• Extrait du document:
***
Alfred Mame et fils (p. 39-45).


§ 14

Comment l’humanité pourrait sortir du cercle vicieux de prospérité et de souffrance.


Dans tous les temps, comme je viens de l’indiquer, l’invasion de la souffrance a lieu tôt ou tard chez les nations compliquées. C’est notamment ce qui arriva en France aux xie et xiie siècles siècles de l’ère moderne. À cette époque la défaillance se manifestait surtout dans le clergé (R. s., 14, I), tandis que les riches et les gouvernants conservaient en partie l’esprit de violence de leurs ancêtres et continuaient à enfreindre le Ve commandement. Une innovation fut alors tentée pour accomplir la réforme : l’Université de Paris fut fondée (1200) pour l’enseignement public de la religion et des sciences qui s’y rapportent. De grands résultats furent obtenus ; mais, après deux alternances principales de prospérité et de souffrance, le mal est maintenant plus développé que jamais. Le clergé est revenu au bien sous la pression des épreuves qu’il a subies, tandis que les riches et les gouvernants, infidèles pour la plupart à la pratique du Décalogue, laissent la population privée en grande partie du pain quotidien.

Guidée par les récentes découvertes des historiens et des vrais savants, voués à l’étude des sciences physiques, l’École de la paix sociale crée, depuis 1855, un enseignement qui répond au besoin actuel de réforme, en tenant compte à la fois des préjugés que l’opinion dominante oppose aux préceptes de la religion, et de la supériorité qu’elle attribue aux démonstrations fournies par les sciences de la nature. Elle propage une méthode qui a été signalée comme un modèle par l’Académie des sciences, et qui permet à chacun de constater lui-même les causes éternelles de la prospérité et de la souffrance des sociétés. Cette méthode est le fruit d’un travail de vingt-six années. Elle a été appliquée pendant le même laps de temps par beaucoup de personnes. Toujours elle a fait naître chez celles-ci les convictions auxquelles conduit aussi l’étude impartiale de l’histoire.
***
• Consigne 1: Selon l'extrait du document, en quelle année l'Université de Paris fut-elle fondée ?
• Consigne 2: Relevez dans l'extrait du document le passage commençant à « Guidée par les » et se terminant à « impartiale de l’histoire. ».
Les lignes ne jouent aucun rôle ici.

• Données fournies:
***
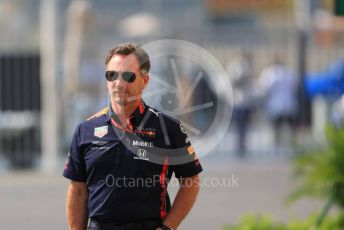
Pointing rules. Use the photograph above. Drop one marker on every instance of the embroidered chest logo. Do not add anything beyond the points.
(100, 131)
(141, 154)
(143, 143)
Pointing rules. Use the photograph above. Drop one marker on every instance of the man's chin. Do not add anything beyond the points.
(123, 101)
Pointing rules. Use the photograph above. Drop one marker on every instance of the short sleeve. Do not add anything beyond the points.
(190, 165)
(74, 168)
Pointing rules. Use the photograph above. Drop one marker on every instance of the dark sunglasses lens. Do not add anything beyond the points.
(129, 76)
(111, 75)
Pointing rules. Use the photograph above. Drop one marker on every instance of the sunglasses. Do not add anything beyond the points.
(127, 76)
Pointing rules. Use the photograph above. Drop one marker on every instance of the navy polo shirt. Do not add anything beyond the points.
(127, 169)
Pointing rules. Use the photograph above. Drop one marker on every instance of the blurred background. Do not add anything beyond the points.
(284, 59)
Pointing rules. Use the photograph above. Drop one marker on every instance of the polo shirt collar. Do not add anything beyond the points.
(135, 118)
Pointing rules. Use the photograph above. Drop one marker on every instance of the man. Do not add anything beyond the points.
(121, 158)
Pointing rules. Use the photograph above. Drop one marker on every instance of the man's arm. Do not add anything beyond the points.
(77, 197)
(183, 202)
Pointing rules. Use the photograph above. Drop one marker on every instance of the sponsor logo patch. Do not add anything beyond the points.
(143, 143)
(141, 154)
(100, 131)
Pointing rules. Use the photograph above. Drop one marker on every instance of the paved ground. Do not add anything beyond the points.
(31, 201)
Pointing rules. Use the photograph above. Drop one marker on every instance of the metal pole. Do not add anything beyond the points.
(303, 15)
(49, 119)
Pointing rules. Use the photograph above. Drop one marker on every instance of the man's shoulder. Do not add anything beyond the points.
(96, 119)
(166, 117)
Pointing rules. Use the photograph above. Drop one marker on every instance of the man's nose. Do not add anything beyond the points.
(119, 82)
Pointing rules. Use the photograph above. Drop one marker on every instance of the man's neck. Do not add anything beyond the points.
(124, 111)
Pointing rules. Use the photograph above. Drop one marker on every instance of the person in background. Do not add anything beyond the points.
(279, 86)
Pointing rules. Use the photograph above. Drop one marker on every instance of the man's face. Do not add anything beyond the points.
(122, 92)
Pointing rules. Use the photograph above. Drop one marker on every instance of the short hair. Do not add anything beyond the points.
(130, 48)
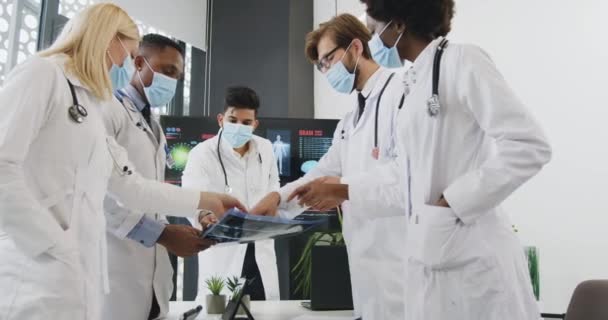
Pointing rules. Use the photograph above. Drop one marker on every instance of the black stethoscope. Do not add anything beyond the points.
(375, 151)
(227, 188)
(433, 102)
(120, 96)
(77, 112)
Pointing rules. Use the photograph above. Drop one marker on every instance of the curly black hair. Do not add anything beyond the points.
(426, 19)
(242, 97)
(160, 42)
***
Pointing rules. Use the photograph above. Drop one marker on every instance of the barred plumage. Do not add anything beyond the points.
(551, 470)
***
• Réponse 1: En 1200.

• Réponse 2:
Guidée par les récentes découvertes des historiens et des vrais savants, voués à l’étude des sciences physiques, l’École de la paix sociale crée, depuis 1855, un enseignement qui répond au besoin actuel de réforme, en tenant compte à la fois des préjugés que l’opinion dominante oppose aux préceptes de la religion, et de la supériorité qu’elle attribue aux démonstrations fournies par les sciences de la nature. Elle propage une méthode qui a été signalée comme un modèle par l’Académie des sciences, et qui permet à chacun de constater lui-même les causes éternelles de la prospérité et de la souffrance des sociétés. Cette méthode est le fruit d’un travail de vingt-six années. Elle a été appliquée pendant le même laps de temps par beaucoup de personnes. Toujours elle a fait naître chez celles-ci les convictions auxquelles conduit aussi l’étude impartiale de l’histoire.